Given text:
# # # # # # #
Degrate testified that he did not notice Tabb until Tabb yelled “What’s up” to one
of the Jackson brothers. As Degrate approached, Tabb said, “What’s up, b*tch,” to Mahkalen.
Degrate then recognized Tabb from attending the same high school. Tabb asked Degrate if his
group was “tryin’ to fight?” Degrate testified that he put his hands up and answered that they
were not. Tabb then started to “post up”—got in a fighting stance. Degrate testified that while
he had his hands up, he realized that his gun was showing. He reached down to pull his pants up
and his shirt down to cover his gun so that nearby police would not see it. Then the
shooting started. He testified that the shooter was shooting from his hip and was “just
shooting everywhere.”
When Degrate heard the shots, he started running. He was not shot but there were
two bullet holes in his jacket. Mahkalen was limping on the way back to the car because he was
shot in the back of his leg. Degrate testified that he never pulled out his gun. He testified that
Mahkalen’s testimony that Degrate had said he fired his gun and that his gun was out of bullets
at the car, were lies. He testified that he never said he fired his gun that night and that he still
had bullets in his gun when he got to the car. Degrate was arrested that afternoon at a friend’s
house. The police collected the gun he had on him on 6th Street.
12 Degrate explained that he was wearing a ski mask that covered his head but
showed his face. He testified that he was wearing it because he always wears one and it matched
his outfit. He testified that when he went a different direction around the motorcycles towards
group two that it was because he thought the Jackson brothers were still behind him.
At trial, Degrate admitted that he had a pending aggravated assault charge against
him. He testified that Tabb “and them” are in the “543” clique, which he testified is not a gang.
He testified that “the Stretch group” is also clique, and not a gang. He testified that at the time of
the shooting he was not a part of either clique or of any gang.
The verdict
The defense requested and received jury instructions on self-defense and defense
of a third party. After hearing all the evidence, the jury found White guilty of murder and
assessed punishment at thirty years’ imprisonment.
STANDARD OF REVIEW
“When addressing a challenge to the sufficiency of the evidence, we consider
whether, after viewing all of the evidence in the light most favorable to the verdict, any rational
trier of fact could have found the essential elements of the crime beyond a reasonable doubt.”
# # # # # # #
Records from a dataset
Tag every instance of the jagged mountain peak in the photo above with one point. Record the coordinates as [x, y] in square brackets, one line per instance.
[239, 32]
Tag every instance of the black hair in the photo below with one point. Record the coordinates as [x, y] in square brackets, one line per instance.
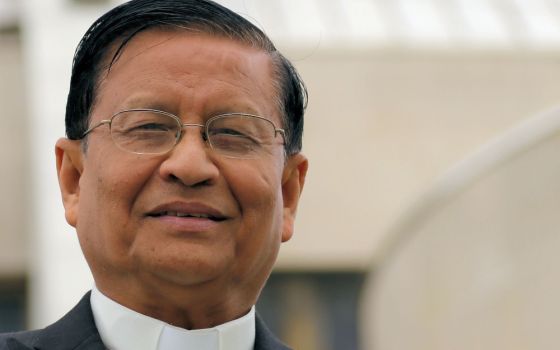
[118, 26]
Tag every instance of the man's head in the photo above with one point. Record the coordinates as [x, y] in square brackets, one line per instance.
[102, 44]
[189, 235]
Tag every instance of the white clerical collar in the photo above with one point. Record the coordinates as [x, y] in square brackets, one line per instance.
[121, 328]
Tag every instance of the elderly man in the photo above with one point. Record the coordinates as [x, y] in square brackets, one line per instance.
[181, 173]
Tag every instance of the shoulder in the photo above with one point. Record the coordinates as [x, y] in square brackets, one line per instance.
[76, 330]
[19, 340]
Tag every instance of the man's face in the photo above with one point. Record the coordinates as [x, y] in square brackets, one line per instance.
[124, 206]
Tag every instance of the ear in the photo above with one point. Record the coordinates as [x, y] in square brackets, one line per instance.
[69, 167]
[293, 179]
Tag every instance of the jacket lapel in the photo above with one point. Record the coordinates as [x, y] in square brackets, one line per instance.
[75, 331]
[264, 339]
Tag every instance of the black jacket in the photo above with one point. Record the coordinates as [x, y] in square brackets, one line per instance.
[77, 331]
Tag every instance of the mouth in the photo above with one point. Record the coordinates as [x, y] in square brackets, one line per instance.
[178, 214]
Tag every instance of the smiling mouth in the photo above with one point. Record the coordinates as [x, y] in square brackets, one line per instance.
[187, 215]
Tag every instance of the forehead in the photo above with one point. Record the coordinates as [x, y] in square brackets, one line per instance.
[178, 69]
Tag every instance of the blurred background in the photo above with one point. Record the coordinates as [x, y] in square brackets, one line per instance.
[429, 218]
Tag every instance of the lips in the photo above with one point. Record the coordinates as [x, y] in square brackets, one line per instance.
[188, 210]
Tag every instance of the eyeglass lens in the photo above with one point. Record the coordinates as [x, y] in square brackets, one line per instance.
[232, 135]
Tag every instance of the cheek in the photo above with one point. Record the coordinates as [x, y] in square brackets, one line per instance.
[107, 194]
[258, 193]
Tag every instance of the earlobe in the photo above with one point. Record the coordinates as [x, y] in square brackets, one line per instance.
[69, 167]
[293, 180]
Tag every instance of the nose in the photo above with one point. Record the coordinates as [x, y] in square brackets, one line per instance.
[190, 161]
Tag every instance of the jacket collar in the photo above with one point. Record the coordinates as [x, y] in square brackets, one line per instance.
[77, 331]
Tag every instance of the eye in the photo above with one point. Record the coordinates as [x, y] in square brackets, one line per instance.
[150, 127]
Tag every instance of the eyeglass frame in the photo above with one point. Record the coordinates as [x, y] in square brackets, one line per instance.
[182, 125]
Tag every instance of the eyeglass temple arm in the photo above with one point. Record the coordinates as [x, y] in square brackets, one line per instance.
[102, 122]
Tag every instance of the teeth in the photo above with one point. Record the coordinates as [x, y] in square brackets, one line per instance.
[183, 215]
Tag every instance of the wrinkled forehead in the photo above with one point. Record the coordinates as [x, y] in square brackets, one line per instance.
[173, 53]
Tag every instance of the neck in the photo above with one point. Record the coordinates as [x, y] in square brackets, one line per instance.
[193, 307]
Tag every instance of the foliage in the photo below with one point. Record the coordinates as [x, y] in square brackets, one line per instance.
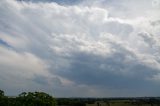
[27, 99]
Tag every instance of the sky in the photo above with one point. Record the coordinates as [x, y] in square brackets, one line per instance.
[80, 48]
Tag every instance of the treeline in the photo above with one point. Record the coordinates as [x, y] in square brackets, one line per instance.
[27, 99]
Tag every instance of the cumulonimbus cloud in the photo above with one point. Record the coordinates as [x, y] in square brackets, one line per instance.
[80, 47]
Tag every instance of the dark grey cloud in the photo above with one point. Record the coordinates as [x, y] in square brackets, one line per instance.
[80, 50]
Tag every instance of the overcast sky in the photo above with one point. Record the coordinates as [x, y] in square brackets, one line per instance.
[80, 48]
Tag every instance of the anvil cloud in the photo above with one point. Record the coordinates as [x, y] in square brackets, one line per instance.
[88, 48]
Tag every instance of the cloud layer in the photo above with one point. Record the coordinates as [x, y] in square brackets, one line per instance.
[89, 48]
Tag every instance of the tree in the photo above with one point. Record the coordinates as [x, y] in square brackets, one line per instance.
[36, 99]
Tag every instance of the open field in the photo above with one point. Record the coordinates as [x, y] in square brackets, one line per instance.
[108, 102]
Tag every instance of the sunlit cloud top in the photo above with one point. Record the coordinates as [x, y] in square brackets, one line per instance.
[82, 48]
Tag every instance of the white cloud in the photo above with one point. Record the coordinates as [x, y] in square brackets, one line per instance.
[97, 39]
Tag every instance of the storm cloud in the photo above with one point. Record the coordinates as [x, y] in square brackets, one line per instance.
[86, 48]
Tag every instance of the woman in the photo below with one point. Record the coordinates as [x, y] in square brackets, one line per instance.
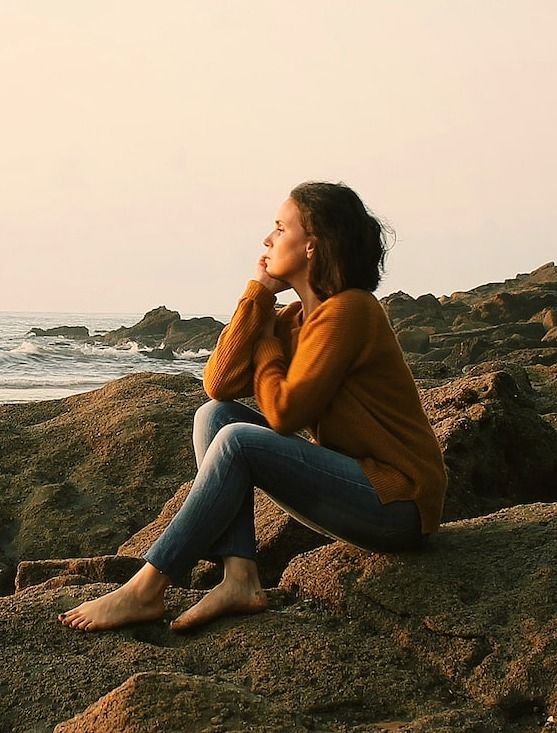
[373, 473]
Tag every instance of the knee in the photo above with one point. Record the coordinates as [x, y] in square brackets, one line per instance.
[238, 435]
[210, 412]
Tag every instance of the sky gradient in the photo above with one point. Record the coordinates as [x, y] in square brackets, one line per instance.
[146, 146]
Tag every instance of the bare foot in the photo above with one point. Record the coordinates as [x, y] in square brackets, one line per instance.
[226, 598]
[122, 606]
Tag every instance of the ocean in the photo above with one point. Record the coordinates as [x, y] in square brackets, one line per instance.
[36, 368]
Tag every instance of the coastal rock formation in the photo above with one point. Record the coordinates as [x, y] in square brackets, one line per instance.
[193, 334]
[458, 637]
[497, 449]
[161, 332]
[511, 320]
[148, 332]
[164, 330]
[78, 476]
[461, 636]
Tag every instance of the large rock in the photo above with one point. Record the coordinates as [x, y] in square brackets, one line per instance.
[101, 569]
[460, 637]
[149, 331]
[479, 606]
[78, 476]
[544, 278]
[175, 702]
[509, 307]
[193, 334]
[79, 332]
[497, 449]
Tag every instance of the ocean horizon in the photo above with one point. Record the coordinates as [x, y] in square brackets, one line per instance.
[36, 368]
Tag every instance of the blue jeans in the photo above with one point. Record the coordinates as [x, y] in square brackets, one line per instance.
[235, 450]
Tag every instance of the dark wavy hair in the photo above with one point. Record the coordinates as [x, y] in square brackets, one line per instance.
[350, 242]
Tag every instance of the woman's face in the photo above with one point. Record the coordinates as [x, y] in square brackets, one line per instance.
[289, 248]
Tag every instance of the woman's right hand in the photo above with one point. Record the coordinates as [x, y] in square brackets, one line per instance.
[271, 283]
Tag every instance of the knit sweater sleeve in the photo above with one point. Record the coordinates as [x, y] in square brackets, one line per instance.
[229, 371]
[296, 396]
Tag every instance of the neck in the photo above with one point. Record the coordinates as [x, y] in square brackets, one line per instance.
[309, 299]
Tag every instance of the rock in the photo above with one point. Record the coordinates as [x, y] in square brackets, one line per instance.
[149, 331]
[279, 539]
[479, 606]
[413, 340]
[518, 373]
[468, 646]
[80, 475]
[544, 384]
[165, 353]
[497, 449]
[544, 278]
[551, 336]
[175, 702]
[103, 569]
[508, 307]
[544, 354]
[193, 334]
[398, 306]
[79, 332]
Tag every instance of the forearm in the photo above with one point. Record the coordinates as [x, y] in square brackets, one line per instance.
[229, 371]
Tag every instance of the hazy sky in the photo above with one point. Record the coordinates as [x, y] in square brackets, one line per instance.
[146, 146]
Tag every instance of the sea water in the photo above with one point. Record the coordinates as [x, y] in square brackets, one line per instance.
[50, 367]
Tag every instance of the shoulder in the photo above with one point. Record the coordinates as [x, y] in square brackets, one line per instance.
[353, 303]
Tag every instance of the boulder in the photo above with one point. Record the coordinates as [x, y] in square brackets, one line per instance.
[497, 449]
[148, 332]
[479, 607]
[551, 336]
[414, 340]
[164, 353]
[399, 306]
[193, 334]
[508, 307]
[459, 637]
[80, 475]
[105, 569]
[175, 702]
[544, 278]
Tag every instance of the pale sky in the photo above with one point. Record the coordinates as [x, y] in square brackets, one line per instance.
[146, 146]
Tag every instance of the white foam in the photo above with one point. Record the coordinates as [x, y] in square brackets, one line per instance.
[27, 348]
[193, 354]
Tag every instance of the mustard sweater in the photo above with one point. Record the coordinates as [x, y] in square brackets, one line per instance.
[341, 375]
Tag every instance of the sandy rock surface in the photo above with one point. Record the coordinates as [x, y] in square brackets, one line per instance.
[78, 476]
[461, 636]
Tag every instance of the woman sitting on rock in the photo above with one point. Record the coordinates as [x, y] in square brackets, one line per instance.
[372, 474]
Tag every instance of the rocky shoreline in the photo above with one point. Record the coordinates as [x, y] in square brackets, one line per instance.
[461, 636]
[160, 334]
# # # # # # #
Task instructions:
A: Translate this sentence from the court opinion excerpt into Spanish: "He was not shot but there were two bullet holes in his jacket."
B: Resume the court opinion excerpt, picking up after its final sentence.
The items are separate from the court opinion excerpt.

Outputs in order:
A: No recibió ningún disparo, pero había dos agujeros de bala en su chaqueta.

B:
Zuniga v. State, 551 S.W.3d 729, 732 (Tex. Crim. App. 2018) (citing Jackson v. Virginia,
443 U.S. 307, 319 (1979)). “This standard requires the appellate court to defer ‘to the
responsibility of the trier of fact fairly to resolve conflicts in the testimony, to weigh the
evidence, and to draw reasonable inferences from basic facts to ultimate facts.’” Id. (quoting
Jackson, 443 U.S. at 319). “We may not re-weigh the evidence or substitute our judgment for
that of the factfinder.” Id. (citing Williams v. State, 235 S.W.3d 742, 750 (Tex. Crim. App.
13 2007)). Although factfinders “may not speculate about the meaning of facts or evidence,” they
are permitted to “draw any reasonable inferences from the facts so long as each inference is
supported by the evidence presented at trial.” Id. (citing Cary v. State, 507 S.W.3d 750, 757
(Tex. Crim. App. 2016); Hooper v. State, 214 S.W.3d 9, 16-17 (Tex. Crim. App. 2007)). “We
presume that the factfinder resolved any conflicting inferences from the evidence in favor of the
verdict, and we defer to that resolution.” Id. (citing Merritt v. State, 368 S.W.3d 516, 525 (Tex.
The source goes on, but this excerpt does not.